Ki Tisa: Rejecting Gd, Building a New One

This week’s Torah portion provides a lot of description about the priestly acts of annointing and lighting of incense, and all sorts of Temple ritual.

And then,

Moses takes a bit too long in coming down from Mount Sinai.  The Israelites get impatient.

They build the infamous Golden Calf with the assistance of none other than the High Priest himself, Aaron.

Aaron said to them, “Remove the golden earrings that are on the ears of your wives, your sons, and your daughters and bring them [those earrings] to me.”  And all the people stripped themselves of the golden earrings that were on their ears and brought them to Aaron.  He took [them] from their hand[s], fashioned it with an engraving tool, and made it into a molten calf, upon which they said: “These are your gods, O Israel, who have brought you up from the land of Egypt!” (Shmot/Exodus 32: 2-4)

Just after being led out of slavery in Egypt, with “signs and wonders” such as the plagues, the splitting of the Red Sea, and seeing and hearing Revelation itself, the Israelites are quick to dismiss Gd and build a new one.

It’s scenes like this that give me trouble with the concept of yeridat hadorot, the “descent of the generations”.  Many Jewish authorities say that since Revelation at Mount Sinai, there has been a descent in the level of the Jewish people’s holiness, closeness to Gd.  I’m not so sure.  Throughout the rest of the Torah and into the Prophets and Writings, time and time again the Jewish people flagrantly violate the word of Gd, shortly after being reminded exactly what that word is.

Data extract
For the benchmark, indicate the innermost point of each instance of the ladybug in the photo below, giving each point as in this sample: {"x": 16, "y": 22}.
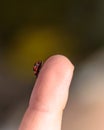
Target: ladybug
{"x": 36, "y": 68}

Directions
In the Ki Tisa text, what English phrase is given for the concept of yeridat hadorot? The listing has no connection to the Ki Tisa text.

Task solution
The "descent of the generations."